━━ INFORMATION PROVIDED

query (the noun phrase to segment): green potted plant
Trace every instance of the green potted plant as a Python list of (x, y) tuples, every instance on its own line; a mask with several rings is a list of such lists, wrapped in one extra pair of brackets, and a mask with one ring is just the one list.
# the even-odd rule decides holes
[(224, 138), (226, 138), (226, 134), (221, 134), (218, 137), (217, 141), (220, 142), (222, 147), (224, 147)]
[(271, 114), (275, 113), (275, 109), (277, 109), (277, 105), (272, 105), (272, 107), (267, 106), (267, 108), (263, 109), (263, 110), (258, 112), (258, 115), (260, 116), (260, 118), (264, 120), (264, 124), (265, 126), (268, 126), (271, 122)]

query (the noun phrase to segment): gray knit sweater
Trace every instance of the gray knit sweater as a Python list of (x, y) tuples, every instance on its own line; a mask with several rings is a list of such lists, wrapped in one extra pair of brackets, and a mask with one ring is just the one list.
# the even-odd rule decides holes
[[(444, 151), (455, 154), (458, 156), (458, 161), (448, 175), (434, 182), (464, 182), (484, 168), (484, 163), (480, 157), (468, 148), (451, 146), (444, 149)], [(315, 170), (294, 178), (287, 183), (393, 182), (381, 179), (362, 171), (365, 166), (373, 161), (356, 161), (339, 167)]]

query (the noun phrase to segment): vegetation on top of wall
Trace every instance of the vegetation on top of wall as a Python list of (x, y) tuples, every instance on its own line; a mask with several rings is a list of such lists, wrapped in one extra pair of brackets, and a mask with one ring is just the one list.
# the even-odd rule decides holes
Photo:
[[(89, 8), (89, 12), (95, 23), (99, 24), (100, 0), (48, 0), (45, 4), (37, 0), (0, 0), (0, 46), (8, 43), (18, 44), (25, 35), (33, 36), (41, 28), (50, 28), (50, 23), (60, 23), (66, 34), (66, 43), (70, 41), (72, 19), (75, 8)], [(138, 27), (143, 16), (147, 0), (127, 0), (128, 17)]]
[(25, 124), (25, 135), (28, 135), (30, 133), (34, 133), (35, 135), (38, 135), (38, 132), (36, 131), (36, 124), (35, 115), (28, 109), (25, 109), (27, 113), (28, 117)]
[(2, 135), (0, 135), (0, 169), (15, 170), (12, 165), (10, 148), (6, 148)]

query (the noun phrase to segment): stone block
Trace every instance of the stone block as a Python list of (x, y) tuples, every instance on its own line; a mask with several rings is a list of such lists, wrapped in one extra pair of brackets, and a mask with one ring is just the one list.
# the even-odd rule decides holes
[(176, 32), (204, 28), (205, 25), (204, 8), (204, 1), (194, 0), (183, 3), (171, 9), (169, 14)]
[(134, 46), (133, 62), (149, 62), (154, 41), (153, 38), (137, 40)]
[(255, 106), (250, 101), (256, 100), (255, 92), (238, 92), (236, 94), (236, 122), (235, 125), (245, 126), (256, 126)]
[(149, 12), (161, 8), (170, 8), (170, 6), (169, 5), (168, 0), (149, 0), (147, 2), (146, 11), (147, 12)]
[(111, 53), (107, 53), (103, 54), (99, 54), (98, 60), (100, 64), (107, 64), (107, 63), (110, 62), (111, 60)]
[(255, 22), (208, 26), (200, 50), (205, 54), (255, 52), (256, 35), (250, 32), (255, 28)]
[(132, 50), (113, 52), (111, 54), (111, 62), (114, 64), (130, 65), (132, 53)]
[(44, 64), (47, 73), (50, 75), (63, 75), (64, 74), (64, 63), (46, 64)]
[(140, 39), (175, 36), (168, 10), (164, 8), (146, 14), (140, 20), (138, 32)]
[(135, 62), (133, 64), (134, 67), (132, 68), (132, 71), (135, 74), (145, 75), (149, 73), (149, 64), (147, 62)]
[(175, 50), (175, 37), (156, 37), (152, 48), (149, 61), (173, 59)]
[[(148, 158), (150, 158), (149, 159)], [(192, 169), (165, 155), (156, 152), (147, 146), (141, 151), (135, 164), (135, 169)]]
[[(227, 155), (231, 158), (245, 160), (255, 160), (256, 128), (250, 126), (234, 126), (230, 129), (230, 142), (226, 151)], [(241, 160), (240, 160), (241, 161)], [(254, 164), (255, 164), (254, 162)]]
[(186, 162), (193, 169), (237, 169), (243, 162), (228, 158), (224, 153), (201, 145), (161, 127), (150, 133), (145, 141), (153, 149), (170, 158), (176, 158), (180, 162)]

━━━━

▸ STATED TASK: Please lay out the records above as a Markdown table with a column "Row" for the row number and a column "Line" for each line, leaving out blank lines.

▸ EXERCISE RESPONSE:
| Row | Line |
|---|---|
| 1 | query (the noun phrase to segment): green potted plant |
| 2 | Trace every instance of the green potted plant as a Python list of (x, y) tuples, every instance on its own line; a mask with several rings is a list of such lists, wrapped in one extra pair of brackets, and a mask with one ring is just the one list. |
| 3 | # the even-odd rule decides holes |
| 4 | [(224, 138), (226, 138), (226, 134), (221, 134), (218, 137), (217, 141), (220, 142), (222, 147), (224, 147)] |
| 5 | [(271, 114), (275, 113), (275, 109), (277, 109), (277, 105), (272, 105), (272, 107), (267, 106), (267, 108), (263, 109), (263, 110), (258, 112), (258, 115), (260, 116), (260, 118), (264, 120), (264, 124), (265, 126), (268, 126), (271, 122)] |
| 6 | query (the noun phrase to segment): gray knit sweater |
| 7 | Trace every instance of the gray knit sweater as a Python list of (x, y) tuples, every instance on its own line; a mask with several rings is a list of such lists, wrapped in one extra pair of brackets, and a mask with one ring is just the one list. |
| 8 | # the even-odd rule decides holes |
| 9 | [[(444, 151), (455, 154), (458, 156), (458, 161), (448, 175), (434, 182), (464, 182), (484, 168), (484, 163), (480, 157), (468, 148), (451, 146), (444, 149)], [(315, 170), (294, 178), (287, 183), (393, 182), (381, 179), (362, 171), (365, 166), (373, 161), (356, 161), (339, 167)]] |
| 10 | query (the noun phrase to segment): vegetation on top of wall |
| 11 | Trace every instance of the vegetation on top of wall as a Python list of (x, y) tuples, every instance on its own line; a mask with several rings is a list of such lists, wrapped in one extra pair of brackets, and a mask with one ring is just the one list. |
| 12 | # the even-odd rule decides holes |
| 13 | Photo: |
| 14 | [[(89, 8), (89, 12), (95, 23), (99, 24), (100, 0), (48, 0), (45, 4), (37, 0), (0, 0), (0, 46), (8, 43), (18, 44), (25, 35), (33, 36), (41, 28), (50, 28), (50, 23), (60, 23), (66, 34), (66, 43), (70, 41), (72, 19), (75, 8)], [(138, 27), (143, 16), (147, 0), (127, 0), (128, 17)]] |
| 15 | [(25, 124), (25, 135), (28, 135), (30, 133), (34, 133), (35, 135), (38, 135), (38, 132), (36, 131), (36, 124), (35, 115), (28, 109), (25, 109), (27, 113), (28, 117)] |
| 16 | [(2, 135), (0, 135), (0, 169), (15, 170), (12, 165), (10, 148), (6, 148)] |
| 17 | query (the noun phrase to segment): stone block |
| 18 | Trace every instance of the stone block as a Python list of (x, y) tuples, every instance on its own line; a mask with several rings is a list of such lists, wrapped in one extra pair of brackets, and a mask with one ring is just the one list. |
| 19 | # the even-odd rule decides holes |
| 20 | [(176, 32), (204, 28), (205, 25), (204, 8), (204, 1), (194, 0), (183, 3), (171, 9), (169, 14)] |
| 21 | [(134, 46), (133, 62), (149, 62), (154, 41), (153, 38), (137, 40)] |
| 22 | [(255, 106), (250, 101), (256, 100), (255, 92), (238, 92), (236, 94), (236, 122), (235, 125), (245, 126), (256, 126)] |
| 23 | [(149, 12), (161, 8), (170, 8), (170, 6), (169, 5), (168, 0), (149, 0), (147, 2), (146, 11), (147, 12)] |
| 24 | [(111, 53), (107, 53), (103, 54), (99, 54), (98, 60), (100, 64), (107, 64), (107, 63), (110, 62), (111, 60)] |
| 25 | [(255, 22), (208, 26), (200, 50), (205, 54), (255, 52), (256, 35), (250, 32), (255, 28)] |
| 26 | [(132, 50), (113, 52), (111, 54), (111, 62), (114, 64), (130, 65), (132, 53)] |
| 27 | [(44, 64), (47, 73), (50, 75), (63, 75), (64, 74), (64, 63), (46, 64)] |
| 28 | [(140, 39), (175, 36), (168, 10), (164, 8), (146, 14), (140, 20), (138, 32)] |
| 29 | [(135, 62), (133, 64), (134, 67), (132, 68), (132, 71), (135, 74), (145, 75), (149, 73), (149, 64), (147, 62)] |
| 30 | [(175, 50), (175, 37), (156, 37), (152, 48), (149, 61), (173, 59)] |
| 31 | [[(148, 158), (150, 158), (149, 159)], [(192, 169), (165, 155), (156, 152), (147, 146), (141, 151), (135, 164), (135, 169)]] |
| 32 | [[(227, 155), (231, 158), (245, 160), (255, 160), (256, 128), (250, 126), (234, 126), (230, 129), (230, 142), (226, 151)], [(241, 160), (240, 160), (241, 161)], [(254, 164), (255, 164), (254, 162)]] |
| 33 | [(186, 162), (193, 169), (237, 169), (243, 162), (228, 158), (224, 153), (201, 145), (161, 127), (150, 133), (145, 141), (153, 149), (170, 158), (176, 158), (180, 162)] |